**TEXT FOR ANALYSIS**

Schenectady

Ex-employee sues Ellis Hospital over firing, alleges human rights violation amid pandemic

A file image of Ellis Hospital in Schenectady.
PHOTOGRAPHER:
A file image of Ellis Hospital in Schenectady.

SCHENECTADY — A woman who worked at Ellis Hospital for 30 years has sued the hospital, saying she was fired for voicing concerns about her safety at the onset of the COVID-19 pandemic.

Terry Brino is seeking $2 million in damages for her ouster, alleging discrimination and retaliation based on her disability, in violation of state Human Rights Law.

Ellis Medicine, which operates the hospital, did not return messages seeking comment for this story.

The lawsuit was filed Thursday in state Supreme Court, Schenectady County, by attorneys with Whiteman Osterman & Hanna in Albany. It contains the following statements and allegations:

  • Ellis Hospital hired Brino in 1990; most recently, she worked in the admitting department.
  • Throughout her entire tenure, Brino suffered medical conditions including fibromyalgia, hypertension and diabetes.
  • Ellis itself and Brino’s supervisor were aware of this, as she was treated at the hospital’s infusion center every three weeks and received annual health assessments there for 30 years.
  • Brino’s workstation was less than six feet from the hospital entrance; when COVID-19 hit in March 2020, Ellis provided face coverings to an assortment of employees it stationed at the front door to intercept arriving patients and visitors.
  • Brino asked for a face covering, due to her frequent close contact with visitors and patients and due to her high-risk medical conditions; her supervisor and manager refused her request.

**EXTRACTED ENTRIES**
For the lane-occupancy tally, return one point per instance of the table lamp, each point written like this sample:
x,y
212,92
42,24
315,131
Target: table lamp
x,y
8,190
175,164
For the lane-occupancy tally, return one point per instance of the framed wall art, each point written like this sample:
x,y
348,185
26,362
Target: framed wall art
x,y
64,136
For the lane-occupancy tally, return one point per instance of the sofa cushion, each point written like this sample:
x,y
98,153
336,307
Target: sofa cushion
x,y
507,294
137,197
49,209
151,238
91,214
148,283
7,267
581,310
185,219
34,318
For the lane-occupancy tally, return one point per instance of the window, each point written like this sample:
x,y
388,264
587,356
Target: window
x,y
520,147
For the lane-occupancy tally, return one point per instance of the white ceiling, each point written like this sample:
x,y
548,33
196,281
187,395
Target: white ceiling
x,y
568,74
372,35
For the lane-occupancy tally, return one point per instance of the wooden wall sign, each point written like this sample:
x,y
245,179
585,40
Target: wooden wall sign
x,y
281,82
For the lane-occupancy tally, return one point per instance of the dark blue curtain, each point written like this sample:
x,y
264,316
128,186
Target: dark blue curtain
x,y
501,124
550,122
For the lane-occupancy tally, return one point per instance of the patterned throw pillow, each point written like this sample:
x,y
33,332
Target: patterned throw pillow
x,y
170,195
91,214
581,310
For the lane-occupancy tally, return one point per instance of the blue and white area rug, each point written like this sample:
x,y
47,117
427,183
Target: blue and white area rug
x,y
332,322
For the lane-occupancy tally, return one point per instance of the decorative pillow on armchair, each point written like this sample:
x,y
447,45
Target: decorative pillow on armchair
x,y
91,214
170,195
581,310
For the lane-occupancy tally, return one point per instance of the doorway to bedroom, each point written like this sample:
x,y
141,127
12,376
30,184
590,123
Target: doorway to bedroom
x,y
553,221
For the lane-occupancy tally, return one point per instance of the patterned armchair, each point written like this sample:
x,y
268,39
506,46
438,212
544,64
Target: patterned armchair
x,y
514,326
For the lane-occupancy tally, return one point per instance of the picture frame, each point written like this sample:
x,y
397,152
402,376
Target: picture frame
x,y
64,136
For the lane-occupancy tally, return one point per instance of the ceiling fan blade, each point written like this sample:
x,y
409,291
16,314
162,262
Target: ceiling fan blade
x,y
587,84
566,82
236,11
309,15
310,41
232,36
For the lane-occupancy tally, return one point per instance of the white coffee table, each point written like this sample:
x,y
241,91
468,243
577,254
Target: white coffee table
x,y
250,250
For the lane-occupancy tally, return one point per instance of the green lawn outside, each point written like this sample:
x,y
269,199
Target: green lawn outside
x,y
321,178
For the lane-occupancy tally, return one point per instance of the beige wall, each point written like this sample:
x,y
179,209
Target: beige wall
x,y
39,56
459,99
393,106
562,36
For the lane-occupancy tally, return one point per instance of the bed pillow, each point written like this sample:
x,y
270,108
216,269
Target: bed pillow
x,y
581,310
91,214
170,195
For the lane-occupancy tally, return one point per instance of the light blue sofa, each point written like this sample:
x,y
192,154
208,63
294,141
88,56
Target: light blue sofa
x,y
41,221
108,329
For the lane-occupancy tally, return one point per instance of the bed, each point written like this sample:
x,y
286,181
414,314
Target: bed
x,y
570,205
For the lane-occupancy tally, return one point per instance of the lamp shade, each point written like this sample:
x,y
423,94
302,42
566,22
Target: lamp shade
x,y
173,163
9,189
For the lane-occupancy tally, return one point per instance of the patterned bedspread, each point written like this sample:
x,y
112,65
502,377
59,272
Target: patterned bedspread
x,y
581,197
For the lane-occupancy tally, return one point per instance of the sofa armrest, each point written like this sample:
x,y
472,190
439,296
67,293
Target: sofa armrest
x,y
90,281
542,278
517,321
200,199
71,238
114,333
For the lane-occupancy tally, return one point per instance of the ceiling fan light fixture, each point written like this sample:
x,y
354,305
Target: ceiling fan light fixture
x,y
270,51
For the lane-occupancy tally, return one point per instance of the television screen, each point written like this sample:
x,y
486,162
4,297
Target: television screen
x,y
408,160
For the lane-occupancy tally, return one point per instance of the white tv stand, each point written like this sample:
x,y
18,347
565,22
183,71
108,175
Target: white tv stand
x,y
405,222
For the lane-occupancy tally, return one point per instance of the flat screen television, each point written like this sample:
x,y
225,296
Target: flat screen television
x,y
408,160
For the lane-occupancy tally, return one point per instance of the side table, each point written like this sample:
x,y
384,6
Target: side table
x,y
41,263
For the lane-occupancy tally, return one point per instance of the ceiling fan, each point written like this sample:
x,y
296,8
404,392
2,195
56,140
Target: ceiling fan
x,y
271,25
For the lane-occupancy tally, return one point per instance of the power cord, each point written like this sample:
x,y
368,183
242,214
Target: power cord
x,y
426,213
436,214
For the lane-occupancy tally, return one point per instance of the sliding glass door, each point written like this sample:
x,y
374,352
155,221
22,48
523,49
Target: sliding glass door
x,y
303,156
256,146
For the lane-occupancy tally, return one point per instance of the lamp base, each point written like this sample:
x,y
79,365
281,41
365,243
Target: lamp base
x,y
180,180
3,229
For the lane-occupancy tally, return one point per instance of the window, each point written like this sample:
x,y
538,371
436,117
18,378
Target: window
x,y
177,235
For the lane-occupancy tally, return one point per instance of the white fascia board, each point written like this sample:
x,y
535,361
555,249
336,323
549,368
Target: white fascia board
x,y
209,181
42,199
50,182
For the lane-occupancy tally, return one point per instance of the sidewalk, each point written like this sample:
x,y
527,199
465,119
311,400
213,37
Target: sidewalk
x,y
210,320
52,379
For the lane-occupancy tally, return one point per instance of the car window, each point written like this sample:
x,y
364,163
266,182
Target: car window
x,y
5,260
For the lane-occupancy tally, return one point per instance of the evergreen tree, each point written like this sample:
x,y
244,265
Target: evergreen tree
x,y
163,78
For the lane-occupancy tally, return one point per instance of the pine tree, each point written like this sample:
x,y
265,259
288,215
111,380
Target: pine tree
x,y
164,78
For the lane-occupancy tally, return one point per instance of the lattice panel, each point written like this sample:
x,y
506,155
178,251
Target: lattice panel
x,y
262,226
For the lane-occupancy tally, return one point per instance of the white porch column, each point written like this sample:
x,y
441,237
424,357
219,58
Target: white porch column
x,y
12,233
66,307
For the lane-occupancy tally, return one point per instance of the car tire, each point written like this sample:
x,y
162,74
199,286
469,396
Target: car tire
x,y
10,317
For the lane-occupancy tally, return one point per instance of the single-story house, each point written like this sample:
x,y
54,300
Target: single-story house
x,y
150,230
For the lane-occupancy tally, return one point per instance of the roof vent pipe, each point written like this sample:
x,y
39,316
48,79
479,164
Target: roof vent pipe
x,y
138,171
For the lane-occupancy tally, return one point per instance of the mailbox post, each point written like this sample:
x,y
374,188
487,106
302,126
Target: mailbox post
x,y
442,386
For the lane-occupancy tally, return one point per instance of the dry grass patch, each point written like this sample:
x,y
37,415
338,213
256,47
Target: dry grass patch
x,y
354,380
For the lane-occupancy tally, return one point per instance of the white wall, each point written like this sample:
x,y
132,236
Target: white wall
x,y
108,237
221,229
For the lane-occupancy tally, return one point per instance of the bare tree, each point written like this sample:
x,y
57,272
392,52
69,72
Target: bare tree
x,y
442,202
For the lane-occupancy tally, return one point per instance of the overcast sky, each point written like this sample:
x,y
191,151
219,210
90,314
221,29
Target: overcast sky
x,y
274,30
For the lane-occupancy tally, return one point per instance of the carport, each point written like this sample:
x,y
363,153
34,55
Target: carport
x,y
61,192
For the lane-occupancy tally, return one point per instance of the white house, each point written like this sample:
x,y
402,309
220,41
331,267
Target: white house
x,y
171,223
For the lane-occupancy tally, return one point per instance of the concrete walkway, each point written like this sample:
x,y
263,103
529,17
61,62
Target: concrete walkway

**REQUIRED ACTIONS**
**A.** Name every medical condition the Ellis Hospital lawsuit article says Brino suffered from.
**B.** According to the article about the Ellis Hospital lawsuit, why did Brino ask for a face covering?
**C.** Write the next part of the article about the Ellis Hospital lawsuit.
The listing has nothing to do with the article about the Ellis Hospital lawsuit.

**RESULTS FOR THE EXERCISE**
**A.** Fibromyalgia, hypertension and diabetes.

**B.** She asked for one because her work brought her into frequent close contact with visitors and patients, and because her medical conditions put her at high risk. Her workstation was also less than six feet from the hospital entrance.

**C.**
  • Brino discussed her concerns with an Ellis vice president on March 18; the same day, because it had an adequate supply, Ellis provided Brino and other patient access representatives with face masks.
  • Brino’s supervisor, upon seeing her wearing a face covering, became visibly upset; she verbally confronted Brino, screaming at her in front of co-workers and patients.
  • At the end of the shift, the supervisor, the manager and a human resources representative met with Brino and told her she was being fired for gross misconduct.
  • As a result, she has suffered loss of income and employment benefits as well as distress, humiliation and damage to her reputation.
  • A prior incident factors into the complaint: Ellis Hospital had denied her request for a handicapped parking space.
  • This string of events presents two causes of action under state Human Rights Law: unlawful firing and unlawful retaliation.

Brino seeks $500,000 in compensatory damages and $500,000 in punitive damages in each of the two causes of action, plus legal costs.